===== The input

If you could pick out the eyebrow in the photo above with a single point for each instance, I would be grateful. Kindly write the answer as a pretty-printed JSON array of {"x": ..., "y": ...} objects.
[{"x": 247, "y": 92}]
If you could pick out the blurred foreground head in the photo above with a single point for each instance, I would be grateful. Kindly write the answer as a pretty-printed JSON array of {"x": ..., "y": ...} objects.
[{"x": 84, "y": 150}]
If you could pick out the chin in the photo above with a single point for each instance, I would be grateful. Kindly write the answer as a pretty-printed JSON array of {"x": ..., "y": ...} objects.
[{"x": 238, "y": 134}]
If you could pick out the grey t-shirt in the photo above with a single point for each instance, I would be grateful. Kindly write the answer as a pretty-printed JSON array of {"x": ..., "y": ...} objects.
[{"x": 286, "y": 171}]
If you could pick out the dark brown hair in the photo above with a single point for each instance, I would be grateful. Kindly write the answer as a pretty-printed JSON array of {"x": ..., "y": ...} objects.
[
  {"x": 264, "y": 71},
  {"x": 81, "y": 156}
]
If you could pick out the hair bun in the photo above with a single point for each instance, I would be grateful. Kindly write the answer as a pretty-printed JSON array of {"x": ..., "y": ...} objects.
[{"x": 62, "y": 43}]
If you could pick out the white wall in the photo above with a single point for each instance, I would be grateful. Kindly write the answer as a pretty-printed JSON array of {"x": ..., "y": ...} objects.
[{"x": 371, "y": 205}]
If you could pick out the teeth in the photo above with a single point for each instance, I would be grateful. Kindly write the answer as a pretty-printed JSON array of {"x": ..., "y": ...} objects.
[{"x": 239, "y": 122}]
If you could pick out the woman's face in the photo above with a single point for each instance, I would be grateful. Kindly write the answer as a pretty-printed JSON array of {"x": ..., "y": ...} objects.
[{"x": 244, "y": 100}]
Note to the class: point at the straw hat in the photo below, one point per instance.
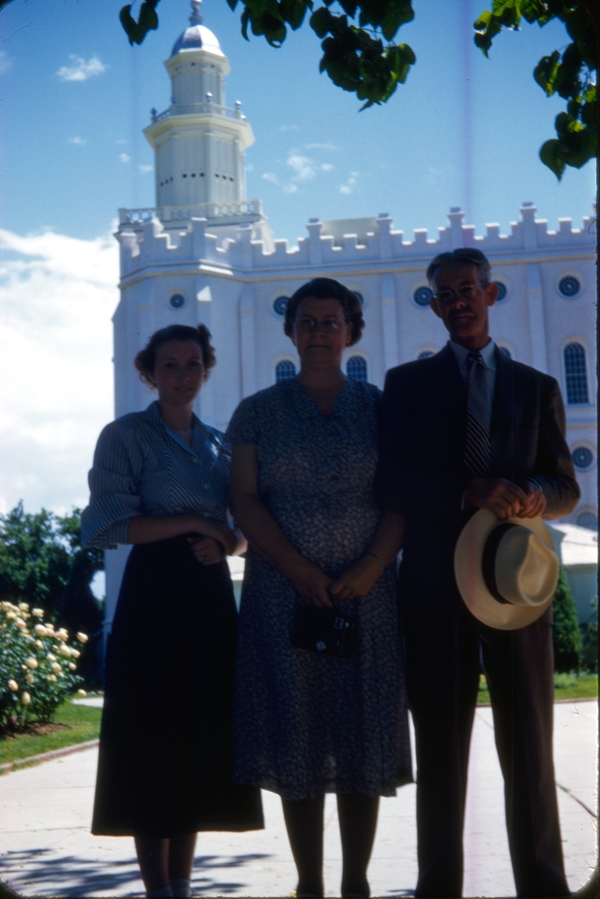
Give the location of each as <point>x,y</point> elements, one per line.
<point>506,572</point>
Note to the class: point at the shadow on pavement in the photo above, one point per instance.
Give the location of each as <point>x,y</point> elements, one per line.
<point>30,873</point>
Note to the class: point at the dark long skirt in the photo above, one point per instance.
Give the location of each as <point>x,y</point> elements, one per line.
<point>164,763</point>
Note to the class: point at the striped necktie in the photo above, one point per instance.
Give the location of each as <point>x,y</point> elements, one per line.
<point>478,450</point>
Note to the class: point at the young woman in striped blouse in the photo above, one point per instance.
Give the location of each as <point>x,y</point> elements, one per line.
<point>159,481</point>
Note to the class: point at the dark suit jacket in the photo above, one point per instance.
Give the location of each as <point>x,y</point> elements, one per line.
<point>422,474</point>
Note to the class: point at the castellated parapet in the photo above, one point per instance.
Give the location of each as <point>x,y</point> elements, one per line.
<point>373,241</point>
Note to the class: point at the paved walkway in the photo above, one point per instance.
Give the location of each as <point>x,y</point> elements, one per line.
<point>46,848</point>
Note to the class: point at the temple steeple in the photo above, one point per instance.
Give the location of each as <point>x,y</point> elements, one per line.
<point>199,143</point>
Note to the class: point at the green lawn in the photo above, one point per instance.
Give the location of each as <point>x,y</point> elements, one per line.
<point>81,722</point>
<point>566,686</point>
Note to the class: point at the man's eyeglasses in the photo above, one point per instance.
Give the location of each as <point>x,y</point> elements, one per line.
<point>326,325</point>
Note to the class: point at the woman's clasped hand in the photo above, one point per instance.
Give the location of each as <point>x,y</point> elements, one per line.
<point>304,457</point>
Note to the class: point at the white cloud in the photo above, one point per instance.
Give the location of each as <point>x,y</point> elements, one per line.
<point>57,296</point>
<point>5,62</point>
<point>304,169</point>
<point>327,146</point>
<point>350,184</point>
<point>80,70</point>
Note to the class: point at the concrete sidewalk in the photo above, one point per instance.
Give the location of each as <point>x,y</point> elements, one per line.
<point>46,847</point>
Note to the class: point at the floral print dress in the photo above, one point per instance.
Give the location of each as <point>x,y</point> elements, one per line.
<point>306,724</point>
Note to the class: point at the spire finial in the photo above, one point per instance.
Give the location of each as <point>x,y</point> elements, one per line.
<point>196,17</point>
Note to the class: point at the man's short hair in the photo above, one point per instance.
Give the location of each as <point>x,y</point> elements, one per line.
<point>462,256</point>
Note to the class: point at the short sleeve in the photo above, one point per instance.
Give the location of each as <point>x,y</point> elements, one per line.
<point>244,425</point>
<point>113,481</point>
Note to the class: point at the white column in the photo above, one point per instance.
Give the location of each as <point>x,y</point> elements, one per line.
<point>388,321</point>
<point>537,326</point>
<point>247,342</point>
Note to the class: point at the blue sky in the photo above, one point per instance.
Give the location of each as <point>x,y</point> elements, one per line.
<point>463,131</point>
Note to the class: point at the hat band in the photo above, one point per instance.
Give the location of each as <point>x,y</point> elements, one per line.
<point>488,560</point>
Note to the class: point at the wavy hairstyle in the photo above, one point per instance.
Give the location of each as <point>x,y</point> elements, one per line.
<point>145,361</point>
<point>327,289</point>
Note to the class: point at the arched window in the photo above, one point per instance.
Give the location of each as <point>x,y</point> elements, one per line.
<point>284,370</point>
<point>575,374</point>
<point>356,368</point>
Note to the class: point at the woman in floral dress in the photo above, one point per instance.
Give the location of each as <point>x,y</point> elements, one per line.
<point>304,457</point>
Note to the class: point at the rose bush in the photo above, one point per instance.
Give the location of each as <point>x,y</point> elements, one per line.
<point>37,665</point>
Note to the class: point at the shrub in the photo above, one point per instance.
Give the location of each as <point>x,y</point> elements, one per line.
<point>566,635</point>
<point>589,638</point>
<point>37,666</point>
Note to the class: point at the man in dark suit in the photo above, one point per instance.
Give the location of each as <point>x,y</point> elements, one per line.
<point>427,473</point>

==========

▶ _Work instructions_: Taking the entries above, write out exactly the lines starting with the line containing "Note to the class: point at the white column" and going on through the line containing "Note to the class: point at the wavy", both included, and nothing else.

▶ _Output of the exercise_:
Note to the class: point at the white column in the photo above, one point per instance.
Give the location of each as <point>x,y</point> elements, one per line.
<point>388,321</point>
<point>537,326</point>
<point>247,342</point>
Note to the class: point at the blue sky in the photo above, one point per instance.
Give the location of each as <point>x,y</point> elements, one per line.
<point>463,131</point>
Note to the class: point at the hat band in the photo above, one point per instance.
Give the location of each as <point>x,y</point> elements, one per line.
<point>488,560</point>
Note to the class: point at the wavy hairstyle in the photo above, one point per instance.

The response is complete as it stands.